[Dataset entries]
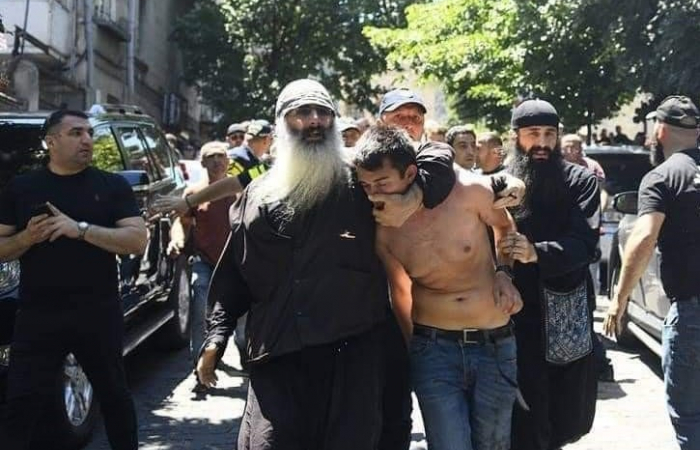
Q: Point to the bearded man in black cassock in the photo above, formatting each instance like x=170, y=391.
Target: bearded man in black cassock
x=555, y=242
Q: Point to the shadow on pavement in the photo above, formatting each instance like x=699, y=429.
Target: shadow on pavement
x=170, y=416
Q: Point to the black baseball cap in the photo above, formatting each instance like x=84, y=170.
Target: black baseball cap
x=534, y=112
x=236, y=128
x=678, y=111
x=393, y=100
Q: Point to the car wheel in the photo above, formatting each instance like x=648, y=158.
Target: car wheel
x=176, y=333
x=624, y=337
x=72, y=414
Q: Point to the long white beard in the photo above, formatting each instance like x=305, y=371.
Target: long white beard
x=303, y=174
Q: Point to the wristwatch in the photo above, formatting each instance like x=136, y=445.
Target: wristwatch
x=82, y=229
x=507, y=270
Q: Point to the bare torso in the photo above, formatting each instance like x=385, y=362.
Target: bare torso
x=447, y=254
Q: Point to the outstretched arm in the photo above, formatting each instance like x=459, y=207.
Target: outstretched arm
x=225, y=187
x=399, y=286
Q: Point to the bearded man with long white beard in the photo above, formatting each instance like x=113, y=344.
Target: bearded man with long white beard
x=301, y=261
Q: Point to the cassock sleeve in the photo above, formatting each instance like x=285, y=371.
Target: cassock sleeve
x=229, y=296
x=577, y=247
x=436, y=175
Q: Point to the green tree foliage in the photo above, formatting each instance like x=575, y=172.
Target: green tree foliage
x=489, y=54
x=663, y=40
x=574, y=57
x=469, y=46
x=242, y=52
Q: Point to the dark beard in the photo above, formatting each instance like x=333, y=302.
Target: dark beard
x=656, y=155
x=545, y=183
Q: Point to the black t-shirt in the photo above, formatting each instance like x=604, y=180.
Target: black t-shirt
x=68, y=267
x=670, y=189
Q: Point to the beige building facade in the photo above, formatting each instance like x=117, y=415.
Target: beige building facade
x=125, y=54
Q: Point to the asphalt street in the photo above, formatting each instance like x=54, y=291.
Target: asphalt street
x=630, y=412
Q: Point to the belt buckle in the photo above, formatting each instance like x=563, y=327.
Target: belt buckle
x=465, y=334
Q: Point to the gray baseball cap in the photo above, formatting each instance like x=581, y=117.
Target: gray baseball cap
x=395, y=99
x=300, y=93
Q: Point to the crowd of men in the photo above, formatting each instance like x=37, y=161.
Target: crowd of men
x=357, y=263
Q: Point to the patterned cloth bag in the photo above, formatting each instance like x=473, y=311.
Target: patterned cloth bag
x=567, y=325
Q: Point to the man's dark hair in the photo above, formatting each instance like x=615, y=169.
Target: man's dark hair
x=382, y=142
x=56, y=118
x=455, y=131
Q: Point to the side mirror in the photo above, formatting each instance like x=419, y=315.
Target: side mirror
x=625, y=202
x=136, y=178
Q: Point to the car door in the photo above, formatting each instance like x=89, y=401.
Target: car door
x=107, y=155
x=146, y=284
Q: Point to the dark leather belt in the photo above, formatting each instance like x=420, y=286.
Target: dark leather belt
x=467, y=335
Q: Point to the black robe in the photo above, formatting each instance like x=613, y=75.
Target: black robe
x=561, y=398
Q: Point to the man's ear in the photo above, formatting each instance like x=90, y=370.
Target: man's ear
x=411, y=172
x=662, y=130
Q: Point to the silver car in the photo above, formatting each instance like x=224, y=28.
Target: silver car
x=648, y=303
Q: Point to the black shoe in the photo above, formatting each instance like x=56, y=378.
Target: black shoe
x=199, y=388
x=607, y=373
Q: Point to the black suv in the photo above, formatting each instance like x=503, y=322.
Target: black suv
x=624, y=168
x=154, y=289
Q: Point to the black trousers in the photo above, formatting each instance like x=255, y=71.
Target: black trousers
x=561, y=398
x=44, y=334
x=328, y=397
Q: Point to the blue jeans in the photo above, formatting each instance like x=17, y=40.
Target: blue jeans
x=465, y=391
x=201, y=277
x=681, y=365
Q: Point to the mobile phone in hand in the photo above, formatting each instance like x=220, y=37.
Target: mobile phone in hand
x=41, y=208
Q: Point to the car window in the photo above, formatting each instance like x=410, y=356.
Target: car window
x=21, y=149
x=159, y=150
x=105, y=153
x=135, y=149
x=623, y=172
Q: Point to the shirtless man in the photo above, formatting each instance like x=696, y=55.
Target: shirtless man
x=442, y=275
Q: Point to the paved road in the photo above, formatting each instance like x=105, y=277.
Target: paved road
x=631, y=414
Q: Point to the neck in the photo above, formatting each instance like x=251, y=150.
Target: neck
x=214, y=178
x=258, y=151
x=63, y=170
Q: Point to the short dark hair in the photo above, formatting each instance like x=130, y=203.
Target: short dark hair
x=56, y=118
x=455, y=131
x=382, y=142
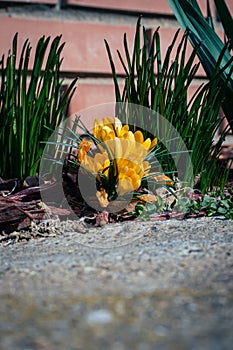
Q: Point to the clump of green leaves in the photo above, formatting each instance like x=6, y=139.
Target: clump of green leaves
x=213, y=204
x=162, y=84
x=32, y=104
x=213, y=51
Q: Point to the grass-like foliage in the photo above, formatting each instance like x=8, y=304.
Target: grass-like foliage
x=161, y=84
x=213, y=51
x=30, y=100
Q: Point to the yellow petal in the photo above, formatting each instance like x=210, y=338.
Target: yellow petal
x=138, y=136
x=147, y=144
x=102, y=198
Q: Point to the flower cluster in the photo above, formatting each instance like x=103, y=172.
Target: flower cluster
x=119, y=163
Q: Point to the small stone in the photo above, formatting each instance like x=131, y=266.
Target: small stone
x=101, y=316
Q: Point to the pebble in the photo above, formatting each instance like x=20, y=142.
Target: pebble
x=99, y=317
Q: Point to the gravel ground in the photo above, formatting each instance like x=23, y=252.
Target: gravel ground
x=139, y=285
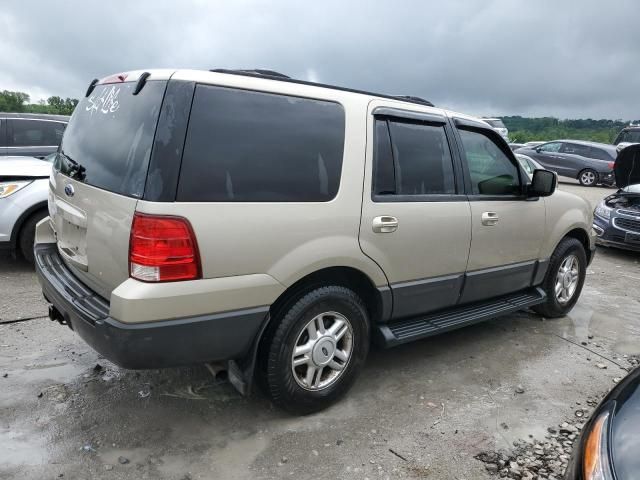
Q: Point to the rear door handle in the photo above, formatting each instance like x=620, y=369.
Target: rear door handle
x=490, y=218
x=385, y=224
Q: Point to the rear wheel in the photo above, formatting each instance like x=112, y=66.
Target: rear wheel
x=27, y=235
x=564, y=279
x=316, y=350
x=588, y=178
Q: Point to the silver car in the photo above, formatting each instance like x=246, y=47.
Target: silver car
x=23, y=202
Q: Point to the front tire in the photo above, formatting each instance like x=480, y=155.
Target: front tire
x=316, y=350
x=564, y=279
x=588, y=178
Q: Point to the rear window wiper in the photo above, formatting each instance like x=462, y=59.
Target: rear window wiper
x=76, y=170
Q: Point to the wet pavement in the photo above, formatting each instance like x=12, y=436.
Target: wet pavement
x=422, y=410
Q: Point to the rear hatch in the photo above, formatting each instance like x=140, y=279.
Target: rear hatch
x=99, y=174
x=627, y=166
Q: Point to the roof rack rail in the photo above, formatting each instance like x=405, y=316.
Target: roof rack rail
x=253, y=71
x=414, y=99
x=273, y=75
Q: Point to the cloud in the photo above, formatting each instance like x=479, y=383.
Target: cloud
x=566, y=59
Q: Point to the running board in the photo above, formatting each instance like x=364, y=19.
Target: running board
x=407, y=330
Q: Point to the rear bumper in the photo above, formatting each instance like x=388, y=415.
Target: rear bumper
x=166, y=343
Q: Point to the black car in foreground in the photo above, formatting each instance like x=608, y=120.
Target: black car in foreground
x=616, y=219
x=609, y=446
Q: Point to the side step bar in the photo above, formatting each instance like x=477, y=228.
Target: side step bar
x=409, y=329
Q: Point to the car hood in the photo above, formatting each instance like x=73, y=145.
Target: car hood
x=24, y=167
x=625, y=427
x=627, y=166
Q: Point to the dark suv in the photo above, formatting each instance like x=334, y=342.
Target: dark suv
x=590, y=163
x=627, y=136
x=29, y=134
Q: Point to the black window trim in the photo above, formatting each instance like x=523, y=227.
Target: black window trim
x=474, y=126
x=424, y=118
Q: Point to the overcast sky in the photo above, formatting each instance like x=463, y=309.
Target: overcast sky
x=569, y=59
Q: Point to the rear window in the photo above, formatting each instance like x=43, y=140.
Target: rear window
x=110, y=136
x=245, y=146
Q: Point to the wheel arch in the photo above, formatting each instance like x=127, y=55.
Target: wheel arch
x=22, y=219
x=583, y=237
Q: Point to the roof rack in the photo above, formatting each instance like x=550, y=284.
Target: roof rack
x=273, y=75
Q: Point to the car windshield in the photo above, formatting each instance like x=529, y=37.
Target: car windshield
x=495, y=123
x=630, y=136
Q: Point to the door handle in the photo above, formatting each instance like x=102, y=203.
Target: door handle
x=490, y=218
x=385, y=224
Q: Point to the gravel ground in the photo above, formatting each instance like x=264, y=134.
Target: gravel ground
x=446, y=407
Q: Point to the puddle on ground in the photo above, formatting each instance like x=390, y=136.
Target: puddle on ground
x=18, y=448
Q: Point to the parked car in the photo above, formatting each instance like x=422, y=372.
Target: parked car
x=498, y=126
x=528, y=164
x=589, y=162
x=23, y=202
x=30, y=134
x=627, y=136
x=220, y=216
x=617, y=218
x=608, y=446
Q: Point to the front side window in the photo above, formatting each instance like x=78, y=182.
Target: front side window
x=246, y=146
x=553, y=147
x=36, y=133
x=492, y=172
x=412, y=158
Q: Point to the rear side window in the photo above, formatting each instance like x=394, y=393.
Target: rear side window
x=575, y=149
x=492, y=172
x=245, y=146
x=412, y=159
x=600, y=154
x=35, y=133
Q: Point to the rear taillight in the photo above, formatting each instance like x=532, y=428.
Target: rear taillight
x=162, y=249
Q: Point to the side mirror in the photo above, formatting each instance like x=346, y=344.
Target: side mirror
x=542, y=184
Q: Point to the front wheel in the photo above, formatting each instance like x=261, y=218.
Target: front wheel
x=317, y=349
x=588, y=178
x=564, y=279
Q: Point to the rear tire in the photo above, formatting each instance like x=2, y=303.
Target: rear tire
x=27, y=235
x=588, y=177
x=316, y=349
x=564, y=279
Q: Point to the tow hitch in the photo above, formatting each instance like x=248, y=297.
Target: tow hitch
x=56, y=316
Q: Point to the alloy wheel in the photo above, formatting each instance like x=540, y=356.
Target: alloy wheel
x=322, y=351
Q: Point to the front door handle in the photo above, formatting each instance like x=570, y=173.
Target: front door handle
x=385, y=224
x=490, y=218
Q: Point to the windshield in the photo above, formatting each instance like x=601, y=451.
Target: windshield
x=496, y=123
x=108, y=141
x=630, y=136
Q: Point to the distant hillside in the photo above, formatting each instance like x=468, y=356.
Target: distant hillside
x=522, y=129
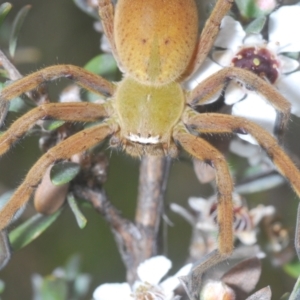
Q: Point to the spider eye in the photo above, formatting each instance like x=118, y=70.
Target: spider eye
x=258, y=60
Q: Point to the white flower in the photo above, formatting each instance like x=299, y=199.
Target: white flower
x=264, y=58
x=268, y=60
x=149, y=287
x=245, y=221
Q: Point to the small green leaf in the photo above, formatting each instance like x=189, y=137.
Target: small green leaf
x=103, y=64
x=87, y=9
x=2, y=286
x=256, y=25
x=64, y=172
x=81, y=284
x=293, y=269
x=52, y=124
x=4, y=10
x=16, y=27
x=80, y=218
x=295, y=295
x=31, y=229
x=72, y=267
x=285, y=296
x=54, y=288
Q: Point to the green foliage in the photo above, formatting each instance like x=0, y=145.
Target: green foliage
x=104, y=65
x=17, y=24
x=250, y=9
x=31, y=229
x=4, y=10
x=63, y=172
x=80, y=218
x=293, y=269
x=64, y=283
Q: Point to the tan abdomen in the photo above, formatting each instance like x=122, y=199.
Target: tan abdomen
x=155, y=39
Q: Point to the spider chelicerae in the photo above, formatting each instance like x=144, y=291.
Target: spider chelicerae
x=157, y=46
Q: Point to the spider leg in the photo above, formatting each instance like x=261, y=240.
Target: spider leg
x=106, y=13
x=219, y=123
x=83, y=78
x=79, y=111
x=201, y=94
x=208, y=36
x=76, y=143
x=202, y=150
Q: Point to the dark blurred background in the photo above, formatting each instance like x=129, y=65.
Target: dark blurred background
x=61, y=33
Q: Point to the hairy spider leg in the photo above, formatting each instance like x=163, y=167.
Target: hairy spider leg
x=214, y=83
x=83, y=78
x=76, y=143
x=79, y=111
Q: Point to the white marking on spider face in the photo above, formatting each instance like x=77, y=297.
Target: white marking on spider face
x=143, y=140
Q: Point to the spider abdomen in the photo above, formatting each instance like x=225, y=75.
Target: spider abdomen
x=155, y=44
x=146, y=114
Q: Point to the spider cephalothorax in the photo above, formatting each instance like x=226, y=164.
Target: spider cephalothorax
x=148, y=112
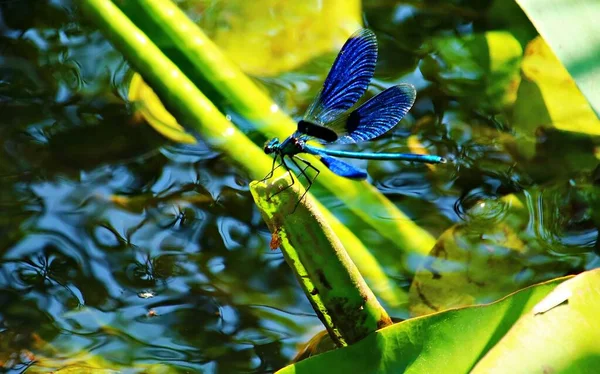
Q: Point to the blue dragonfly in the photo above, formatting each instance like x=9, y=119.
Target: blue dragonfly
x=329, y=119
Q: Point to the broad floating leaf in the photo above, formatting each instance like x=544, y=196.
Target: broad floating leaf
x=505, y=334
x=549, y=98
x=572, y=30
x=268, y=37
x=507, y=244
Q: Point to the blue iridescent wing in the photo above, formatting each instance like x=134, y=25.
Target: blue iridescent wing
x=342, y=168
x=347, y=80
x=376, y=116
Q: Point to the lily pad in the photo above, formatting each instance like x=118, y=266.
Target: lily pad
x=479, y=339
x=268, y=37
x=506, y=244
x=548, y=98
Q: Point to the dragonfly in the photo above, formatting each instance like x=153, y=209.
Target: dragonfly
x=330, y=120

Required work
Up to and including the line with "Q: Point to the black baseball", repeat every line from the top of the entries exactly, but not the pictures.

Output below
Q: Point to the bearded man in black cassock in the photo above, formatting each instance like x=170, y=391.
Target: bearded man in black cassock
x=555, y=242
Q: Point to the shadow on pavement in the photo above, formatting each instance like x=699, y=429.
Target: shadow on pavement
x=170, y=416
Q: Point to the black baseball cap in the photo above, formatting each instance like x=84, y=170.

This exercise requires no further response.